Reproduce the entries below exactly, but only from the line containing "Find tall hedge" to the line containing "Find palm tree.", inclusive.

*** Supplied data ***

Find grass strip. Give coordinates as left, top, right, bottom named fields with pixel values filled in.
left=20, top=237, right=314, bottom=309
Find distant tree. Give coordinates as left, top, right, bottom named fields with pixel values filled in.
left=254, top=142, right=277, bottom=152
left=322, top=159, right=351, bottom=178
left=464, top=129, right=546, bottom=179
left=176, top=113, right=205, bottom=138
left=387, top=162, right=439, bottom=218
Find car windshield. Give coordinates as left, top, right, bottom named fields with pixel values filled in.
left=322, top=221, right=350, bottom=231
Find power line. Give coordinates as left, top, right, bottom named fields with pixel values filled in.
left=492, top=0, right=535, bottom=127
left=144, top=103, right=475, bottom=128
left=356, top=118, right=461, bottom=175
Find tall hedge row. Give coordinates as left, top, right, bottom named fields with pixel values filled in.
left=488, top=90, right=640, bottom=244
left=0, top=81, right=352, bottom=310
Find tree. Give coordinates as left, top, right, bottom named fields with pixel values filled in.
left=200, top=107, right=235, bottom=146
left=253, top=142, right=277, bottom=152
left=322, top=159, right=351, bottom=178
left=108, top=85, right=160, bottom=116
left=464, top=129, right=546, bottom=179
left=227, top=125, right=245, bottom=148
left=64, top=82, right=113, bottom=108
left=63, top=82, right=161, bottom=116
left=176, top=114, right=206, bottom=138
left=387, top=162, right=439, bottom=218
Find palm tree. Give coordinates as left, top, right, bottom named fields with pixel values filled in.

***
*** Supplied data ***

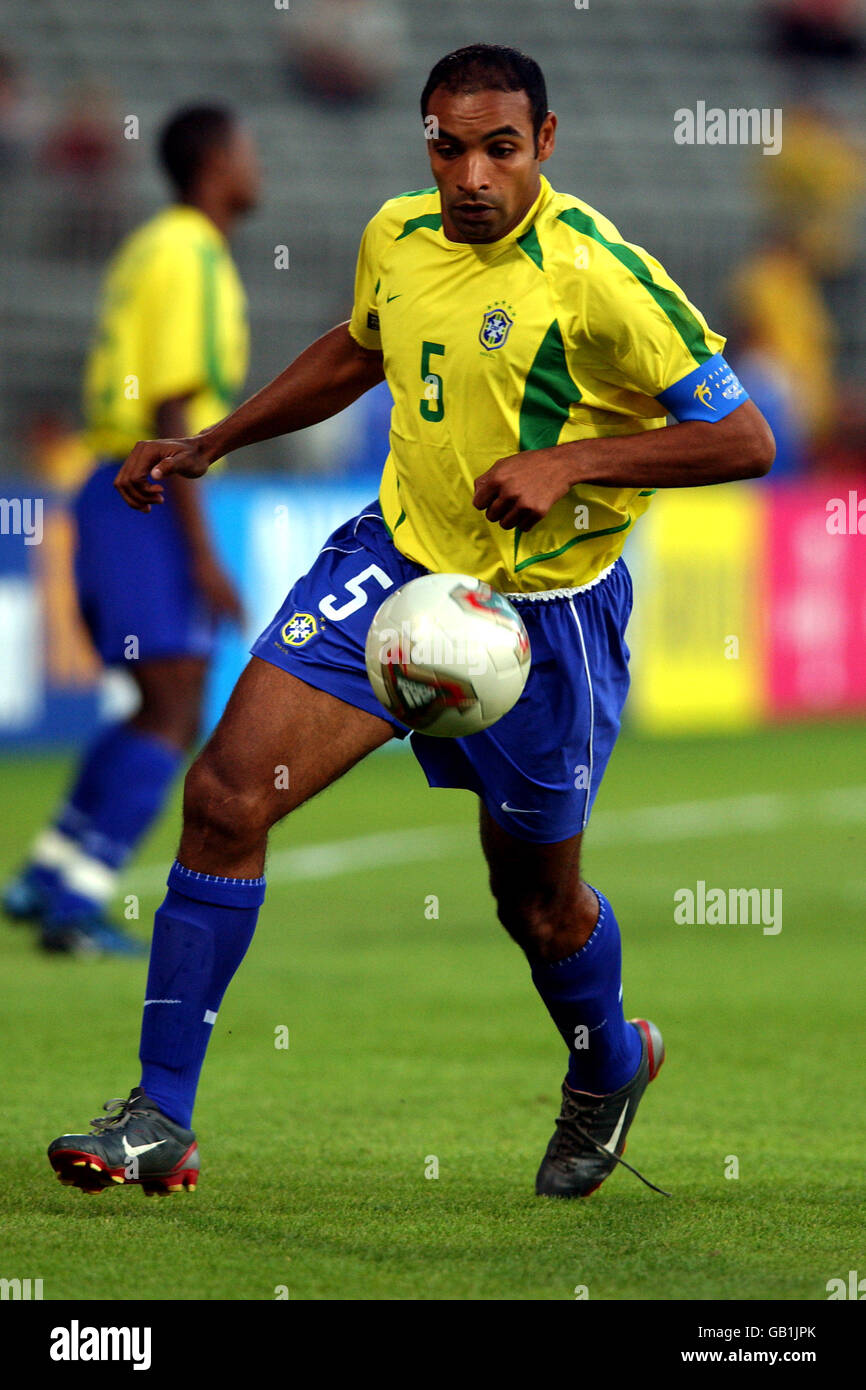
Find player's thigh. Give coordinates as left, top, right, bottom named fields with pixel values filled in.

***
*** Supplied data ***

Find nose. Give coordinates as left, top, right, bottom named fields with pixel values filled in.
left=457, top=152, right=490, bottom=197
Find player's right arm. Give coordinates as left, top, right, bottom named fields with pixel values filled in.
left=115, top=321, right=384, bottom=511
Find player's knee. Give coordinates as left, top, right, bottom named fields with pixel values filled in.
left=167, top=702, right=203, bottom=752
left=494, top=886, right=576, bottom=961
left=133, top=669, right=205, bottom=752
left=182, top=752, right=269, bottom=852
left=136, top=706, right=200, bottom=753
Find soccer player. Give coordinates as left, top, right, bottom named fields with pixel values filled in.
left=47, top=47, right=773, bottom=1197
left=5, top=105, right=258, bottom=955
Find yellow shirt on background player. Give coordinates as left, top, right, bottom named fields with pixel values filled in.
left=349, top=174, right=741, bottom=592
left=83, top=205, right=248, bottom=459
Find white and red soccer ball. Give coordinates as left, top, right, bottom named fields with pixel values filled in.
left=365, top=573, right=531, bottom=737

***

Expected answer:
Find tall hedge row. Give coordinates as left, top, right, bottom named fields with pixel values filled in.
left=488, top=90, right=640, bottom=244
left=0, top=81, right=352, bottom=310
Find tree. Give coordinates as left, top, right, bottom named fields with pixel values filled in.
left=200, top=107, right=235, bottom=146
left=253, top=142, right=277, bottom=152
left=322, top=159, right=351, bottom=178
left=108, top=85, right=160, bottom=116
left=464, top=129, right=546, bottom=179
left=227, top=125, right=245, bottom=148
left=64, top=82, right=113, bottom=108
left=63, top=82, right=161, bottom=116
left=176, top=114, right=206, bottom=138
left=387, top=162, right=439, bottom=218
Find palm tree. Give coordinates as left, top, right, bottom named fields with pixel values filled in.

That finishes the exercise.